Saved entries

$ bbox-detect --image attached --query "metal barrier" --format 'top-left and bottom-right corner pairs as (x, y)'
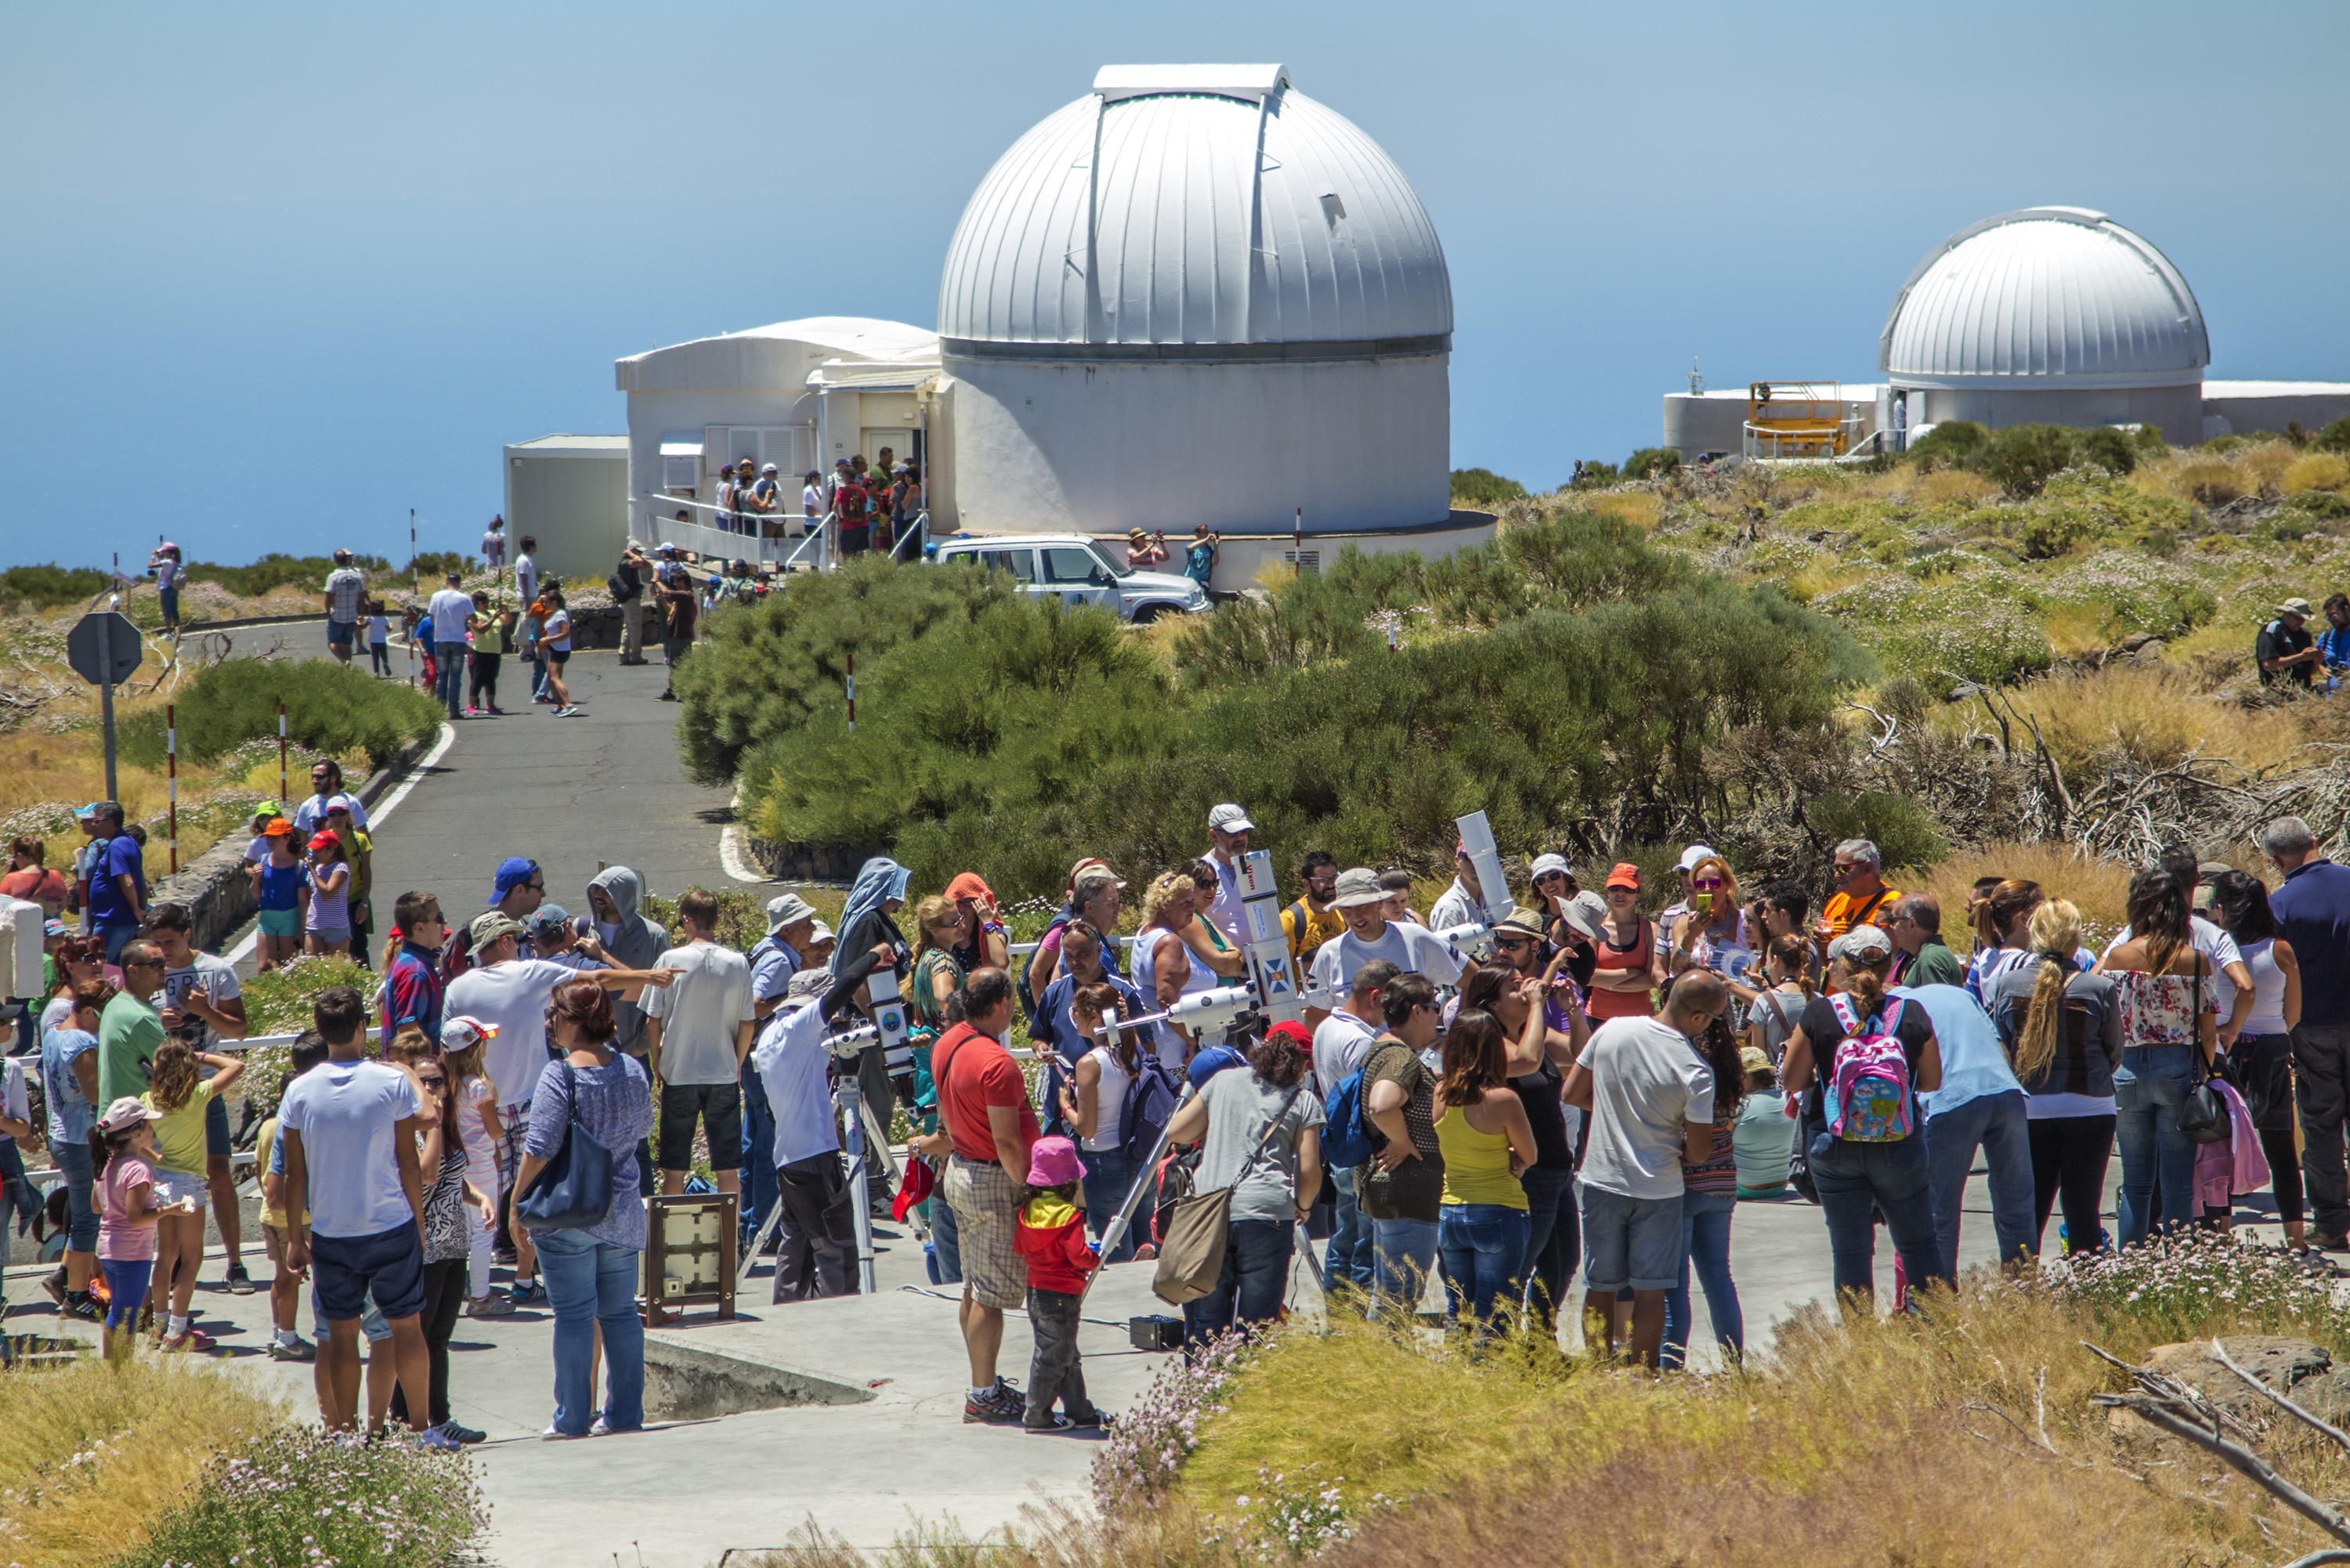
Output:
(647, 497), (928, 574)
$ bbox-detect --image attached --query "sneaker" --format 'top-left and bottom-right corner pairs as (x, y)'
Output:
(225, 1263), (256, 1295)
(438, 1420), (487, 1446)
(589, 1414), (611, 1436)
(465, 705), (480, 716)
(508, 1278), (542, 1306)
(1067, 1409), (1113, 1430)
(163, 1328), (217, 1353)
(1025, 1414), (1073, 1433)
(493, 1243), (519, 1266)
(541, 1425), (588, 1441)
(268, 1336), (317, 1362)
(486, 705), (506, 715)
(417, 1425), (464, 1453)
(465, 1293), (515, 1318)
(2313, 1231), (2350, 1252)
(42, 1266), (67, 1310)
(659, 690), (678, 702)
(963, 1381), (1028, 1425)
(59, 1292), (102, 1323)
(533, 695), (556, 705)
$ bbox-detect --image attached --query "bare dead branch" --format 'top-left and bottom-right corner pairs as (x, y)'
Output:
(2209, 1340), (2350, 1460)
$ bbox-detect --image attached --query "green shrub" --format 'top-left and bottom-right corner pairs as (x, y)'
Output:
(1448, 468), (1526, 508)
(2076, 425), (2140, 477)
(1621, 446), (1681, 479)
(2318, 417), (2350, 454)
(125, 1425), (486, 1568)
(184, 552), (390, 598)
(407, 551), (476, 582)
(1905, 420), (1990, 469)
(672, 553), (1018, 787)
(1980, 423), (2078, 497)
(1806, 789), (1948, 873)
(0, 562), (112, 609)
(1571, 460), (1621, 485)
(118, 659), (440, 772)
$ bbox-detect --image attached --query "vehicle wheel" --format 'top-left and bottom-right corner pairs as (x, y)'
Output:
(1130, 604), (1162, 625)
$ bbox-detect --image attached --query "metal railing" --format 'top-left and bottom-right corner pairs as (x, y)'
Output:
(648, 497), (929, 574)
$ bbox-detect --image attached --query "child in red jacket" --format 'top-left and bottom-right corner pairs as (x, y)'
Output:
(1014, 1136), (1108, 1433)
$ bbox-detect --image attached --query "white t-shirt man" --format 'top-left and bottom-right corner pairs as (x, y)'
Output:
(1200, 852), (1244, 943)
(750, 1000), (839, 1168)
(1429, 878), (1484, 934)
(1309, 1008), (1378, 1097)
(515, 552), (538, 606)
(292, 791), (368, 838)
(1307, 922), (1462, 1000)
(427, 585), (474, 645)
(642, 940), (756, 1085)
(2100, 914), (2243, 974)
(1578, 1015), (1716, 1201)
(444, 958), (581, 1107)
(481, 528), (508, 568)
(279, 1059), (422, 1237)
(324, 566), (367, 626)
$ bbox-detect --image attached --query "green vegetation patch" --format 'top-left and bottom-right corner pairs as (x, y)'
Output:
(119, 656), (441, 772)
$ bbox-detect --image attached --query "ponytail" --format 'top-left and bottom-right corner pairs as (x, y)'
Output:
(2012, 899), (2083, 1086)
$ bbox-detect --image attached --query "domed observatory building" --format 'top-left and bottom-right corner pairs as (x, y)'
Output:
(1878, 207), (2210, 446)
(931, 65), (1484, 583)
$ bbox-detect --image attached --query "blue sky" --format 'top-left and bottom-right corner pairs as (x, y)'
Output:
(4, 0), (2346, 567)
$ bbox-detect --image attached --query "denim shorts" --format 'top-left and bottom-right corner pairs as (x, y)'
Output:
(310, 1222), (425, 1323)
(152, 1169), (208, 1208)
(313, 1285), (392, 1344)
(1577, 1180), (1684, 1292)
(327, 620), (356, 648)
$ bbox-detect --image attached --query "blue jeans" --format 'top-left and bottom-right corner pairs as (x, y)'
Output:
(927, 1185), (962, 1284)
(1080, 1147), (1137, 1266)
(1183, 1218), (1293, 1342)
(1925, 1089), (2038, 1274)
(1517, 1165), (1576, 1324)
(1325, 1167), (1376, 1293)
(1808, 1133), (1948, 1301)
(49, 1139), (98, 1252)
(434, 641), (468, 719)
(535, 1231), (645, 1436)
(99, 922), (139, 965)
(740, 1059), (778, 1245)
(1438, 1203), (1530, 1328)
(1662, 1190), (1743, 1366)
(532, 652), (551, 699)
(2115, 1044), (2198, 1248)
(1370, 1216), (1440, 1316)
(0, 1140), (41, 1236)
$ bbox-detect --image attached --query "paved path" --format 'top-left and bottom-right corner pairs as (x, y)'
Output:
(220, 644), (737, 967)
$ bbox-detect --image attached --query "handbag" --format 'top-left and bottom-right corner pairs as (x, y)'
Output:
(515, 1060), (617, 1231)
(1152, 1087), (1300, 1306)
(2177, 961), (2231, 1146)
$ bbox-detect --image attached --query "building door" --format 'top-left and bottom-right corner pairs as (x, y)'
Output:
(862, 428), (914, 474)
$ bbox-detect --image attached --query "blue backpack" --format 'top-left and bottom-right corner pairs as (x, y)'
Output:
(1321, 1054), (1379, 1171)
(1119, 1056), (1185, 1166)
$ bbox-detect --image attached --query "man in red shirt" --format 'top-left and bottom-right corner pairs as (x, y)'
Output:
(917, 968), (1039, 1424)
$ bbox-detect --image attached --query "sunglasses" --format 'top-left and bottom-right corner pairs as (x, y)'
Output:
(417, 1076), (446, 1090)
(1693, 878), (1726, 891)
(1493, 935), (1534, 949)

[TASK]
Please set down the lines above word for word and leave out the pictures.

[TASK RESULT]
$ bbox-detect --image attached --query "metal barrier" --format 'top-left and bottom-right corner pairs as (x, y)'
Output:
(647, 497), (928, 574)
$ bbox-detect --image attached --query "sneaker" --format 'top-left and bottom-right corner pairs as (x, y)'
Output:
(225, 1263), (256, 1295)
(438, 1420), (487, 1446)
(589, 1414), (611, 1436)
(465, 705), (480, 716)
(508, 1278), (542, 1306)
(1067, 1409), (1113, 1430)
(163, 1328), (217, 1353)
(1025, 1414), (1073, 1433)
(493, 1243), (519, 1266)
(541, 1425), (588, 1441)
(268, 1336), (317, 1362)
(486, 705), (506, 715)
(417, 1425), (464, 1453)
(465, 1293), (515, 1318)
(2313, 1231), (2350, 1252)
(42, 1266), (67, 1310)
(659, 690), (678, 702)
(963, 1381), (1028, 1425)
(59, 1292), (102, 1323)
(533, 695), (556, 705)
$ bbox-detect --image attached --query "bare dead branch" --format 'top-left and bottom-right corner pairs as (x, y)'
Output:
(2209, 1340), (2350, 1460)
$ bbox-detect --image attached --query "green shrub" --format 'top-left and bottom-right corner pairs as (x, y)'
Output:
(1448, 468), (1526, 508)
(2076, 425), (2140, 477)
(1621, 446), (1681, 479)
(2318, 417), (2350, 454)
(125, 1425), (486, 1568)
(184, 552), (390, 598)
(407, 551), (476, 582)
(1905, 420), (1990, 469)
(672, 553), (1018, 787)
(1980, 423), (2078, 497)
(1806, 789), (1948, 873)
(0, 562), (112, 609)
(1571, 460), (1621, 485)
(118, 659), (440, 772)
$ bbox-detect --image attached --query "vehicle wheel" --format 'top-left and bottom-right corner pairs as (x, y)'
Output:
(1130, 604), (1162, 625)
$ bbox-detect --image attached --query "metal railing" --format 'top-left and bottom-right corner pairs as (x, y)'
Output:
(648, 497), (929, 574)
$ bbox-detect --image attached --query "child in red jacket" --format 'top-left and bottom-right corner pairs as (x, y)'
Output:
(1014, 1136), (1108, 1433)
$ bbox-detect --image attached --query "white t-shirt man" --format 'top-left and bottom-right corner pairs as (x, y)'
Output:
(1200, 852), (1244, 943)
(750, 1000), (839, 1168)
(1429, 878), (1484, 934)
(1309, 1008), (1378, 1097)
(515, 552), (538, 606)
(292, 791), (368, 838)
(1307, 922), (1462, 1000)
(427, 585), (474, 645)
(642, 940), (756, 1085)
(2100, 914), (2243, 974)
(1578, 1015), (1716, 1201)
(444, 958), (581, 1107)
(481, 528), (508, 568)
(279, 1059), (422, 1237)
(324, 566), (367, 626)
$ bbox-detect --image attached --query "green vegetation patch" --format 'top-left and bottom-right corner pairs as (x, y)'
Output:
(119, 656), (441, 772)
$ bbox-detect --image attached --query "ponytail" --format 'top-left and bottom-right corner pairs as (x, y)'
Output:
(2012, 899), (2083, 1086)
$ bbox-detect --image attached --query "domed observatory building" --format 'top-left and bottom-right corner pairs as (x, y)'
Output:
(1878, 207), (2210, 446)
(931, 65), (1484, 583)
$ bbox-detect --image attached --query "blue sky" --format 'top-left and bottom-right corner pairs as (x, y)'
Output:
(4, 0), (2346, 567)
$ bbox-detect --image attached --query "denim shorts" --format 'top-left and bottom-right corner pairs as (x, y)'
Output:
(310, 1222), (425, 1323)
(152, 1169), (208, 1208)
(313, 1285), (392, 1344)
(1577, 1180), (1684, 1292)
(327, 620), (356, 648)
$ bbox-detect --image attached --query "blue jeans" --format 'top-left and bottom-right corner pairs as (x, y)'
Output:
(927, 1185), (962, 1284)
(1080, 1147), (1137, 1266)
(1183, 1218), (1293, 1342)
(1925, 1089), (2038, 1274)
(1517, 1165), (1576, 1324)
(1325, 1167), (1376, 1293)
(1808, 1133), (1948, 1301)
(49, 1139), (98, 1252)
(434, 641), (468, 719)
(535, 1231), (645, 1436)
(99, 922), (139, 965)
(740, 1059), (778, 1245)
(1438, 1203), (1530, 1328)
(1662, 1190), (1743, 1366)
(532, 652), (551, 699)
(2115, 1044), (2198, 1248)
(1370, 1216), (1440, 1316)
(0, 1140), (41, 1236)
$ bbox-detect --image attached --query "paved path" --format 'top-left and bottom-right corner pairs as (x, y)'
Output:
(220, 644), (737, 967)
$ bbox-detect --image attached --query "handbag" --format 'top-left and bottom-right corner pairs as (x, y)'
Output:
(515, 1060), (617, 1231)
(1152, 1087), (1300, 1306)
(2177, 961), (2231, 1146)
$ bbox-detect --image attached --query "building door" --format 'top-left and bottom-right corner pairs as (x, y)'
Output:
(862, 428), (914, 474)
$ bbox-detect --image attached --query "blue backpack" --format 'top-left and bottom-right corner pairs as (x, y)'
Output:
(1321, 1054), (1379, 1171)
(1119, 1056), (1185, 1166)
$ bbox-detect --image attached --query "man in red shirt" --format 'top-left and bottom-right corner pairs as (x, y)'
Output:
(917, 968), (1039, 1424)
$ bbox-detect --image attached --query "sunglasses" --format 'top-left and bottom-right corner pairs as (x, y)'
Output:
(417, 1076), (446, 1090)
(1693, 878), (1726, 891)
(1493, 935), (1534, 949)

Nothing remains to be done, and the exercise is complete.